• _Task item_: Where an entry below contains an image, skip the image and copy the rest exactly.

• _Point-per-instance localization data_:
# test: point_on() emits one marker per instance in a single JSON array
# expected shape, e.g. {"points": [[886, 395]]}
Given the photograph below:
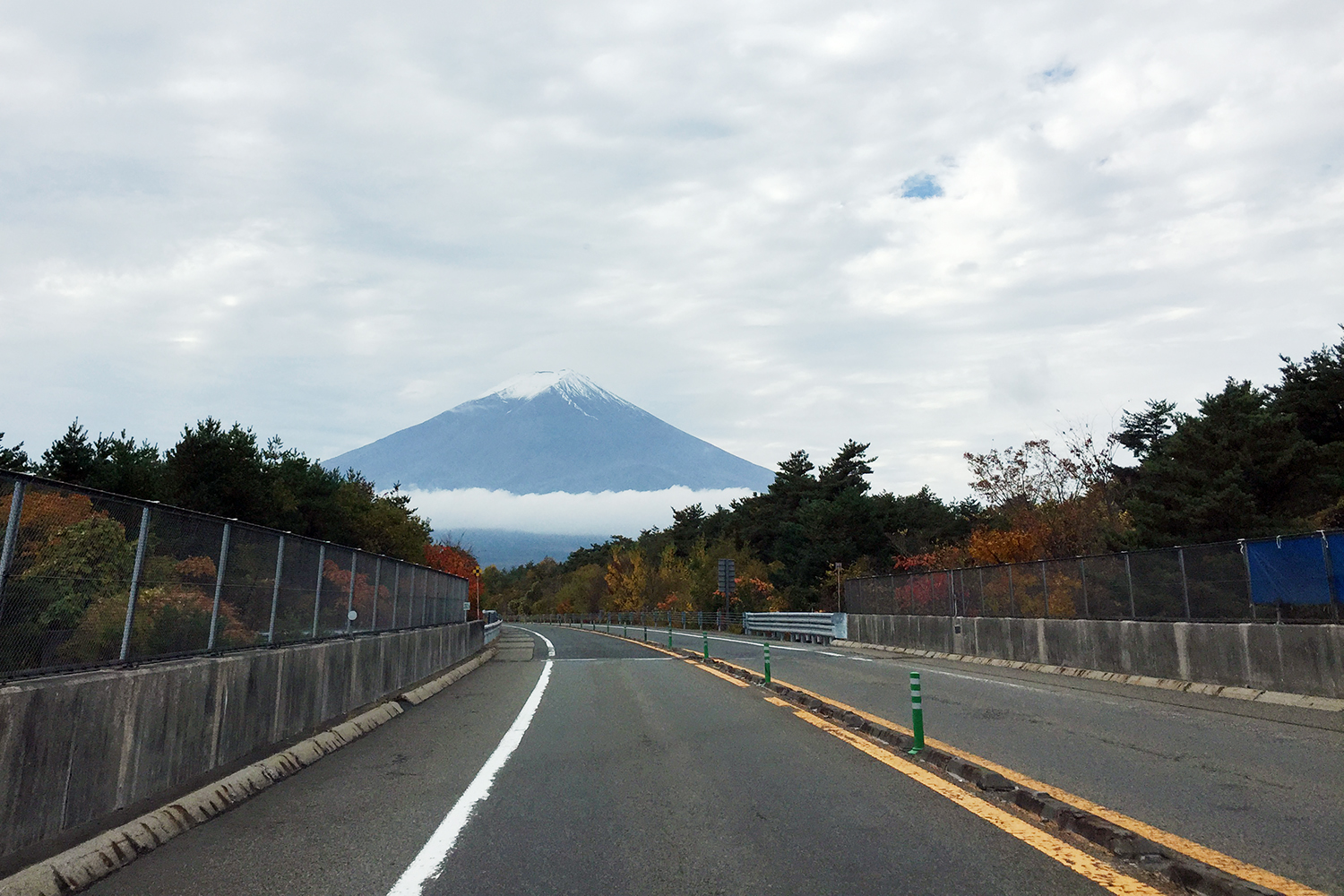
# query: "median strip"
{"points": [[1233, 692]]}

• _Exercise solution_:
# test: point_on() emits one marker per instance in a single JSON array
# expected shape, e.g. {"points": [[886, 395]]}
Given the photograph below:
# query: "median strip"
{"points": [[1233, 692]]}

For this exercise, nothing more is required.